(Stored data)
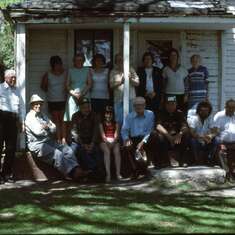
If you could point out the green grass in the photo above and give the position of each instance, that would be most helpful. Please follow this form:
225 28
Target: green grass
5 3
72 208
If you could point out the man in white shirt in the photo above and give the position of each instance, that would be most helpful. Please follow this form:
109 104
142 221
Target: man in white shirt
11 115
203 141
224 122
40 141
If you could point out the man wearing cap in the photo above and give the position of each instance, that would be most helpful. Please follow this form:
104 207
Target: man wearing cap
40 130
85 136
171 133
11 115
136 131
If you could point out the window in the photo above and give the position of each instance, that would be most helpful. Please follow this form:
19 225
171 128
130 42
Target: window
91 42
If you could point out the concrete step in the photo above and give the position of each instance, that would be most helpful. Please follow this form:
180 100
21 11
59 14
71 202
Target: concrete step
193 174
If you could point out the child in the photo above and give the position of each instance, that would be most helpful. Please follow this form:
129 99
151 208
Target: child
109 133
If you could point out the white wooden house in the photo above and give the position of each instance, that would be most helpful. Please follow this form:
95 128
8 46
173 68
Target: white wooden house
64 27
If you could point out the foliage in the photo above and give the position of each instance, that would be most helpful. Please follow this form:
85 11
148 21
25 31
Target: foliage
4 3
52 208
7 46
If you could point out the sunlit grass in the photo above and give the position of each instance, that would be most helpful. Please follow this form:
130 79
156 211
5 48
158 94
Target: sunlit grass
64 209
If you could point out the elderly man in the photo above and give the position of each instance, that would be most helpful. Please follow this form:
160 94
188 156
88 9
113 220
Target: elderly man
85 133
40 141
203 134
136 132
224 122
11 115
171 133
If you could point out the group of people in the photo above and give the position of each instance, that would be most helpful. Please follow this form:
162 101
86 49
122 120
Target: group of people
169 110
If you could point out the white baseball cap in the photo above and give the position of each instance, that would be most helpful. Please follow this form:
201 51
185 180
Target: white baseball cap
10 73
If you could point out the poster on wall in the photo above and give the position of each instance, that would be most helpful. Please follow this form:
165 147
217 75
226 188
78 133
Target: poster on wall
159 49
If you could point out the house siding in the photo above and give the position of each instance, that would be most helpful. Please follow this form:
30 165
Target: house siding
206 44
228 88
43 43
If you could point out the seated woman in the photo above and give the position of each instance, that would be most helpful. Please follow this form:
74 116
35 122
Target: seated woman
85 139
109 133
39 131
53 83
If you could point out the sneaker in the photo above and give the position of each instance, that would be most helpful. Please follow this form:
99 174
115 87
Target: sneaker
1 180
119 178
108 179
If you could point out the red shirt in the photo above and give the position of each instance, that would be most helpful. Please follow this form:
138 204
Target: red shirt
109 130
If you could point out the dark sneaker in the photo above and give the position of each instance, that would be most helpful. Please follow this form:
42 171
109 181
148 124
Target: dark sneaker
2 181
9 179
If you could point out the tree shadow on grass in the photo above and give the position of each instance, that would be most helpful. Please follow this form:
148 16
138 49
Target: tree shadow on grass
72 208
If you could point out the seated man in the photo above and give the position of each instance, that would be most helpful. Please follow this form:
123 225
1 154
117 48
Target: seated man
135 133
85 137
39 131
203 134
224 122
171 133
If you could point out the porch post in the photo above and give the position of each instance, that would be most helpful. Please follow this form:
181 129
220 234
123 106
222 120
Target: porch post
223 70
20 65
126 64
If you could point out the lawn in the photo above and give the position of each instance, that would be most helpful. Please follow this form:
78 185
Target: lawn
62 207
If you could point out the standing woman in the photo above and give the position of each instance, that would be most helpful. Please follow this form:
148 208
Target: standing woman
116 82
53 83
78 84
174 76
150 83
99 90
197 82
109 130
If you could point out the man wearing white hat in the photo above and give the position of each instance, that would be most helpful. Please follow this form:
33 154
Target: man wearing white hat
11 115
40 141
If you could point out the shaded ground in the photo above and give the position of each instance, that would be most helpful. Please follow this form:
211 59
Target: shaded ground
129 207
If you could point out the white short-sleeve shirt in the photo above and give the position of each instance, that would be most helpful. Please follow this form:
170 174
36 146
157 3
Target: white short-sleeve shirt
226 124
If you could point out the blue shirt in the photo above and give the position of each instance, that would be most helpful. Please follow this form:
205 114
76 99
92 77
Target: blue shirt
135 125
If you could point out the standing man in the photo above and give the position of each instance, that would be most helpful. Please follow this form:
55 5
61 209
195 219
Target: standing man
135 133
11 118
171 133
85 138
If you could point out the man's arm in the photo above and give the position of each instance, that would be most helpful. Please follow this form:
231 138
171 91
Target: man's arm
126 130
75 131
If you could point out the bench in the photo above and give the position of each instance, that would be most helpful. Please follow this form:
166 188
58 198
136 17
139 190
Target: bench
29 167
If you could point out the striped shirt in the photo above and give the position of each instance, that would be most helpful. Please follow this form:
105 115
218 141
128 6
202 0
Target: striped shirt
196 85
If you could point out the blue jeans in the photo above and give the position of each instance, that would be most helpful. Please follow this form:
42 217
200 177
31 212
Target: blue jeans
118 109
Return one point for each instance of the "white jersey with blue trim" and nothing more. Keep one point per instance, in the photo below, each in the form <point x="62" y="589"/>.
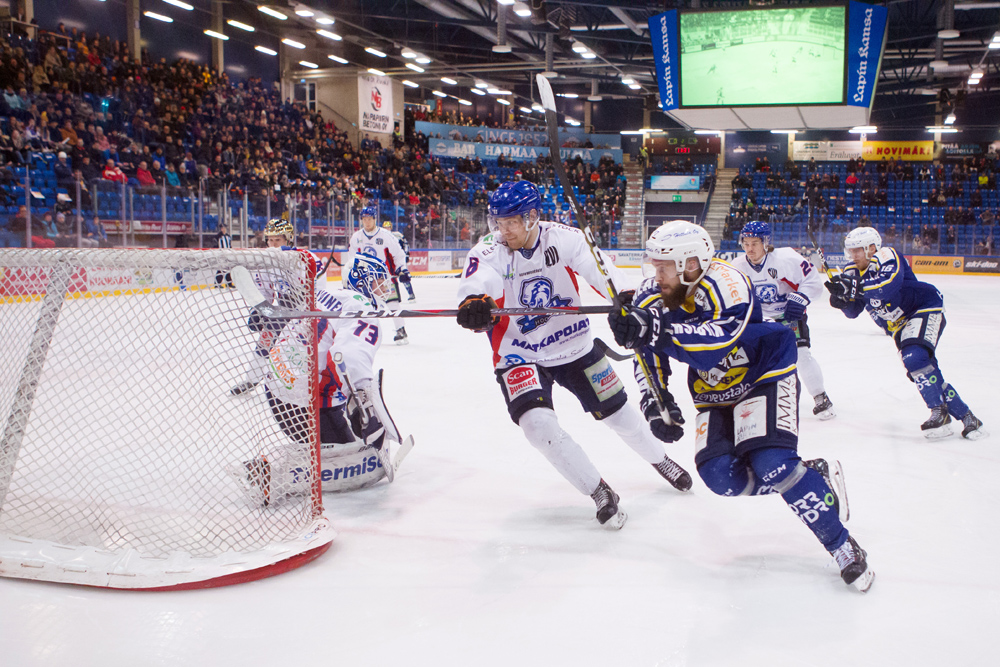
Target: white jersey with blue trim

[WORK ORDER] Each line above should be written out again exactly, without any image.

[RESPONSE TO THIS EXERCISE]
If you could point out the green grass in the photo above and give the position of each instance, that would be most helpful. Please follow this form:
225 28
Target: green grass
5 3
72 208
If you could point out the man in white shirt in the photo above and give the position of each instance, that would be most helpful. Please follow this form:
109 104
142 221
Target: man in white shirt
11 115
203 141
224 122
40 141
If you could point out the man wearing cap in the photo above and give the position of each instance, that would be most helpful. Please follow this form:
104 207
Target: man wearing cap
40 130
85 136
171 133
11 115
136 131
If you could point out the window in the photo above and give the position of each instance, that would be most helpful. Please follow this form:
19 225
171 128
130 42
Target: window
91 42
If you could point out the concrete step in the photo above and give the position of each instance, that would be most helpful. Please follow this form:
180 100
21 11
59 14
71 202
Target: concrete step
193 174
If you could point out the child in the photo above and give the position of each instance, that would be most helpful. Please follow this form:
129 99
151 208
Target: child
109 133
If you could point out the white wooden house in the photo above and give the position of each instance, that would be most helpful. Please follow this form:
95 128
8 46
173 68
Target: white wooden house
64 27
If you could point out the foliage in the photo above and give the position of each instance, that would be most helpful. Please follow this form:
85 11
148 21
25 31
Target: foliage
4 3
52 208
7 46
If you could point out the sunlit grass in the photo above and give the position of each instance, that would be most helpful. Please follow this form:
130 79
156 211
5 48
158 94
Target: sunlit grass
64 209
If you could point out the elderly man in the photo above and give the position of each instance, that would be most helpful. Please follow this form:
160 94
188 156
88 9
113 220
Target: elderly man
85 133
40 141
203 134
136 132
224 122
11 115
171 133
If you could point out the group of people in the photo above and give the position of each instance, that would be most helpful. Please follow this form:
162 101
86 49
122 120
Target: group of people
169 110
If you could point out the white baseball cap in the photo above and give the position of each instance, that would be most helpful. Please follow this form:
201 51
185 180
Target: white baseball cap
10 73
If you could point out the poster on wall in the photo above and give the position of each instance, that would be most helpful. Please follow this form:
165 147
217 75
226 188
78 133
Target: poster on wall
159 49
If you could point out the house siding in the photo above and give the position of each instance, that would be most helpful. Please follow this form:
30 165
Target: house siding
206 44
228 88
43 43
If you could point out the seated woman in the photo above and give the position of each instance, that would be most helpful. Please follow this form:
74 116
35 122
Target: seated woman
85 139
109 133
39 131
53 83
If you could point out the sneaker in the photo above and give the position of each instance, that would be most helpful. Please follow this form:
99 174
115 87
Target: sneaker
1 180
119 178
108 179
If you could point out the red shirt in the photo above and give the position of each instance, that would be most helpful. Please follow this form:
138 204
Target: red shirt
109 130
If you could point out the dark sneaker in the photo above and give the position of each instance, that would be most helpful. Please follow this form:
42 171
109 181
148 124
Target: dark sneaker
2 181
9 179
If you could point out the tree shadow on grass in the photo above and give the position of each instance, that would be most helpful. Please follow this form:
148 16
138 49
Target: tree shadow on grass
72 208
If you could point out the seated man in the photo above and give the position of each instance, that would be most helpful. Please follow this form:
123 225
1 154
117 48
Target: seated man
135 133
85 137
39 131
203 134
224 122
171 133
If you could point out the porch post in the photo above and give the position of each instance, that would be most helpful. Please follow this form:
181 129
220 234
123 106
222 120
Target: porch post
223 70
20 65
126 64
If you could point out the lawn in the photo above and give the position of each instance, that would be most helpful. Please follow this form:
78 185
Target: lawn
62 207
If you could point out the standing woman in the photo above and give the position of each instance, that would be most helpful. Please follow this form:
148 208
Target: standing woman
116 82
53 83
78 84
174 76
150 83
99 90
197 82
109 130
If you could point out the man wearing white hat in the photo above and give the position of each instance, that would be most helpful. Please follow this form:
33 154
Target: man wearing white hat
11 115
40 141
If you could point out the shaded ground in the photo above and give the position of each instance, that would be most helpful. Please follow this form:
211 59
Target: shaded ground
129 207
If you could point out the white short-sleeve shirt in the photo above and give the position of each instance, that would be most helpful. Please follow this form:
170 174
36 146
157 3
Target: white short-sleeve shirt
226 124
If you could point out the blue shirt in the photo above and give the position of each instance, that would be most helpful. Please follow this form:
205 114
76 99
92 77
Target: blue shirt
135 125
If you could point out the standing man in the photo above and give the position of each instance, that would be most helpful. Please follow this form:
55 5
61 209
195 219
Target: standing man
135 133
11 118
171 133
85 138
If you could point out the man's arm in the photo above and give the position of each instance, that would be most helpful. Please follow this form:
231 138
171 91
Target: man's arm
126 130
75 131
If you could point out the bench in the photo above and give the position of each instance, that would be most helpful. Please follow this form:
166 188
58 198
136 17
139 190
Target: bench
29 167
If you could point out the striped shirt in the photo above and give the position of each instance, that would be most helpful. Please follow this form:
105 115
218 141
128 6
202 0
Target: striped shirt
196 85
If you could point out the blue jeans in the photo above and give the position of each instance, that would be most helpful. Please follow this form:
42 217
200 177
31 212
Target: blue jeans
118 109
Return one point for each instance of the "white jersey with blue trim" and nothing more. Keep one point per instance, in the photo below, each in the form <point x="62" y="589"/>.
Target: white jersey with blue trim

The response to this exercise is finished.